AUFGABE 1. Wie viele Tage lang musste laut dem Tagebucheintrag wegen der heftigen Fieber das Bett gehütet werden?
AUFGABE 2. Führe den Tagebucheintrag über die Krankheit im Berliner Winter nach seinem letzten Satz weiter.

TEXT.
::::
Wilhelm
Kosch (Hrsg.), Joseph v. Eichendorff. Tagebücher
(Regensburg: Habbel 1908) [= Joseph v. Eichendorff. Historisch-kritische Ausgabe. In
Verbindung mit Philipp August Becker hrsg. von Wilhelm Kosch und August Sauer (1908ff.),
Bd. 11], 254f.
Berlin, 24. 12. 1809
24.
Brach meine Krankheit von neuem so plötzlich und so gewaltig von allen Seiten aus, daß
ich in den heftigen Fiebern 4 Tage lang in meiner Nebenkammer, aus welcher nun Wilhelm
mit seinem Bette auszog, das Bett hühten mußte. Darauf auf dem Canapée mit
Kißen u. Mantel zugedekt, ohne ein Wort lesen, rauchen etc: zu können, über 8
Tage in der verzweiflungsvollsten Lage hingedüstert. Und nun von Ende December
bis Ende Februar nichts Denkwürdiges, als: Ewige unerträgliche Störung durch
den Zaubertiegel anfangs zu beiden Seiten). Trotz diesem damals doch noch immerfort
Kleinigk: gedichtet, Briefe an L [uise], H. Caplan etc:
geschrieben. Eröffnung. Schrekliche Entzündung. Fürchterlichste Schmerzen, so daß ich
auf dem Canapé weder liegen noch sizen, und mich den ganzen Tag durchaus nicht
einen Schritt weit rühren konnte. Kaum wieder vergangen, wurde diese Entzündung recitiv
mit allen den Qualen. Inzwischen Hemde und Hosen am Leibe faulend, vor gänzlicher
Entkräftung, Tag (beim Eßen) u. Nacht fast zu Tode schwitzend, am Leibe verbrannt, mit
Wunden bedekt und zerfleischt, Bart und Nägel langgewachsen, früh und Abends Besuche vom
kleinen Famulus. So saß ich also die trüben, <255:> halblichten
Wintertage hindurch, ohne mich zu rühren, auf meinem Canapé, in das ich schon
tiefe Löcher gedrükt, rechts in der Eke die Pfeiffen, vor mir den großen Tisch, mit
Schlegel, Lacrimas, Bouterwecks Litteraturgeschichte, Bragur, die
berühmte Guntha, Phöbus von Kleist u. Müller etc: etc:
welches ich alles mit Heißhunger zum gänzlichen Ueberdruß hinunterfraß. Die
schreklichen, langen Abende, während Wilh: u. Loeben in der Commödie,
bei Müller, Sander etc:, eben so ganz allein beim bleichen Schein des Lichts wie
in einer Gruft zugebracht. Anfangs Thee (auch Kartoffeln) später Prezel mit
Butter u. Aepfel, Waßer mit Milch. Dazwischen schrekliche Perioden von
Leibschmerzen, Kopfweh etc:. So überwältigte mich endlich die öde, trost- und
hülflose Einsamkeit, so daß ich an Gesundheit und mir verzweifelte. Schwarzeste Melancholie.
::::
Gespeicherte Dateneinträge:
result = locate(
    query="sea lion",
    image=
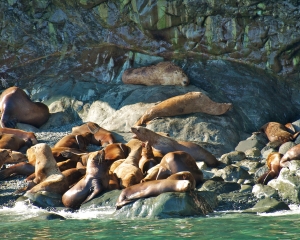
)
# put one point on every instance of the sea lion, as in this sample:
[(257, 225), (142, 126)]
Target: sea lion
[(147, 160), (292, 154), (113, 152), (16, 106), (94, 182), (273, 163), (9, 157), (277, 133), (175, 162), (128, 171), (11, 141), (184, 175), (100, 137), (151, 189), (163, 73), (26, 136), (48, 177), (192, 102), (80, 141), (166, 144)]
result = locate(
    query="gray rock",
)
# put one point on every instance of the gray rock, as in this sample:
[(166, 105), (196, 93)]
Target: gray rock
[(171, 204), (232, 157), (285, 147), (287, 184), (264, 191), (267, 205), (220, 186), (232, 174)]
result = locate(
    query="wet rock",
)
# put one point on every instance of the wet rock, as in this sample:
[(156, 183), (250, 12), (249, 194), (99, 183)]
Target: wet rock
[(171, 204), (42, 199), (232, 174), (264, 191), (219, 186), (285, 147), (287, 184), (267, 205), (47, 216), (232, 157)]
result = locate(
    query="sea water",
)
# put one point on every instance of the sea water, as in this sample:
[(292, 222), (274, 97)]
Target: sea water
[(20, 222)]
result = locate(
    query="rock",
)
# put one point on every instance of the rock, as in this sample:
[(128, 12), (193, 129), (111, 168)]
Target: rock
[(232, 157), (219, 186), (267, 205), (47, 216), (287, 184), (285, 147), (232, 174), (170, 204), (249, 165), (42, 199), (264, 191)]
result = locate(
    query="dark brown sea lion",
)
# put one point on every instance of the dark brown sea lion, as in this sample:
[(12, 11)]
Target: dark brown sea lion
[(151, 189), (192, 102), (48, 177), (11, 141), (128, 171), (163, 73), (273, 163), (75, 141), (9, 157), (16, 106), (26, 136), (277, 133), (147, 160), (166, 144), (175, 162), (94, 182), (100, 137), (292, 154)]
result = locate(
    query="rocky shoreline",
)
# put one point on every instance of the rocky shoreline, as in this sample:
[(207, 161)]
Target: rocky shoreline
[(230, 187)]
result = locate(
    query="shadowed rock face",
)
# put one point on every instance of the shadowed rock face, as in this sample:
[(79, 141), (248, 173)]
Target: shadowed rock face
[(92, 39)]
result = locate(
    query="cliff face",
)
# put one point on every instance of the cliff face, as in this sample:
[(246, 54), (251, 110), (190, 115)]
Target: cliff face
[(245, 52), (93, 39)]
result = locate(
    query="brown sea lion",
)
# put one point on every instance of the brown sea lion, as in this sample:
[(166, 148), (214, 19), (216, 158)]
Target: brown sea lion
[(292, 154), (147, 160), (26, 136), (273, 163), (166, 144), (16, 106), (278, 134), (48, 177), (75, 141), (192, 102), (11, 141), (151, 189), (94, 182), (163, 73), (9, 157), (128, 171), (100, 137), (184, 175), (175, 162)]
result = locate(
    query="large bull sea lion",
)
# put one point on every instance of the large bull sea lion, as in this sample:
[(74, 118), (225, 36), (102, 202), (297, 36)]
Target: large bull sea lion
[(163, 73), (166, 144), (16, 106), (192, 102)]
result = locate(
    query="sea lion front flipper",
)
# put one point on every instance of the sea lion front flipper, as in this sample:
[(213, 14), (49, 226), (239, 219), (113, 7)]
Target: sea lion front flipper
[(96, 189), (93, 127)]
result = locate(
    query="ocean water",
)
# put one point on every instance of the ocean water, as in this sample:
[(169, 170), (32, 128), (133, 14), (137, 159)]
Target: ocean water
[(19, 223)]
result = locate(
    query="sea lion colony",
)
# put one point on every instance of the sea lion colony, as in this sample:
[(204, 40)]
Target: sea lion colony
[(149, 164)]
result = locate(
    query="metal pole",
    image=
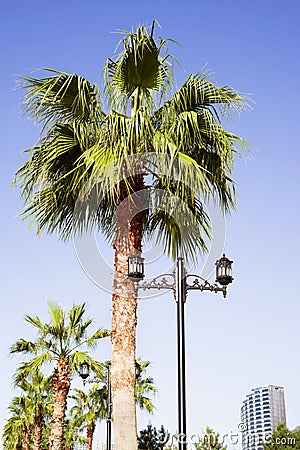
::::
LÖSUNG 1. Vier Tage lang.

LÖSUNG 2.
Im Februar besuchte uns einmal der herrliche Brentano. Sein
Weltauslachen und sogenannte Grobheit bis zum göttlichen Wahnsinn. Er spielte Guitarre.
Sein Bettler, blau, blau, König v. Thule etc: himmlisch. Er schikte mir Bücher,
als: Cellini, 2 Theile des herrl: Simplicissimi einen chines:
Roman etc:. Besuche von Loeben und
Vorlesen . Angenehme Abende, wenn ich u. Wilh: allein bei Taback
u. Prezel allein zu Hause lesend etc:. Binde etc.